Who needs jQuery? people who love writing less!!! compare my answer to yours. – gdoron Nov 20 '12 at 20:26
    
@gdoron, You also for get the 32kb that goes along with it. :) – epascarello Nov 20 '12 at 20:27
    
@gdoron Indeed! Now technically, prof did ask for a jQuery solution, but just for the sake of completion, here's a non-jQueryified solution. – Julian H. Lam Nov 20 '12 at 20:28
    
@epascarello, I'm afraid I didn't get that joke, sorry. – gdoron Nov 20 '12 at 20:29
1  
@epascarello, 32K is almost nothing, the pictures that any site have are a lot more than 32K, and the jQuery is most probably cached in the browser as you well know. but.. if you don't like jQuery... you can write more. – gdoron Nov 20 '12 at 20:32

no need for filter for the index, use an nth-child selector! Also my selectors use thead and tbody, it would fail on the example used in the OP's code.

Set exercise 1 – In the comment thread, where does gdoron say jQuery is most probably cached?
The comment thread above and the records that follow are unrelated material.

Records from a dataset
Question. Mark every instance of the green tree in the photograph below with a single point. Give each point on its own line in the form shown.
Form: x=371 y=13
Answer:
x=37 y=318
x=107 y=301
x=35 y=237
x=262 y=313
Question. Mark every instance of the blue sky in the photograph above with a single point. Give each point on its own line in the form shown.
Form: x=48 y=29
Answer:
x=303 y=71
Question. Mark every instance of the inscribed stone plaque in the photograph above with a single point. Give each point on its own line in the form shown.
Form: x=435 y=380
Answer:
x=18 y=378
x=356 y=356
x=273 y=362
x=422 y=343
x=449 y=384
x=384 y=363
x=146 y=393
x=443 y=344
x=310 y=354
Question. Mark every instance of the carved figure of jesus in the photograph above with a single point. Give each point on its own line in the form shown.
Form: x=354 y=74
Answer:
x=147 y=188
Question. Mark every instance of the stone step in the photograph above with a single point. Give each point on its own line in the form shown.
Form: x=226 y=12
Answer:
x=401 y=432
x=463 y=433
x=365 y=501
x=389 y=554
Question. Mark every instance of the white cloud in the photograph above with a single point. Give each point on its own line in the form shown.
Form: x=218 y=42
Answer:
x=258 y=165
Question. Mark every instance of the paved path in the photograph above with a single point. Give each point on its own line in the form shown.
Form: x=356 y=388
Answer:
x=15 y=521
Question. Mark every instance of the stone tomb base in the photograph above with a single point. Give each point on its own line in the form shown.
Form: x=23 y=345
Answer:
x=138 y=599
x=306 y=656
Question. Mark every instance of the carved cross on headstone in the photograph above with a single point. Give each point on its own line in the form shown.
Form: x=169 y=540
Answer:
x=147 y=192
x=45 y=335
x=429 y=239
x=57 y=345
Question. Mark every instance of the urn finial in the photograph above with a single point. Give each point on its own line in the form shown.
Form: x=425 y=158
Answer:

Set exercise 2 – Update the records from their first line through the line containing "x=262 y=313", inclusive, replacing "green tree" with "oak tree" and leaving everything else unchanged. Return only those lines.

Correct answer 1 – In the browser.

Correct answer 2 –
Question. Mark every instance of the oak tree in the photograph below with a single point. Give each point on its own line in the form shown.
Form: x=371 y=13
Answer:
x=37 y=318
x=107 y=301
x=35 y=237
x=262 y=313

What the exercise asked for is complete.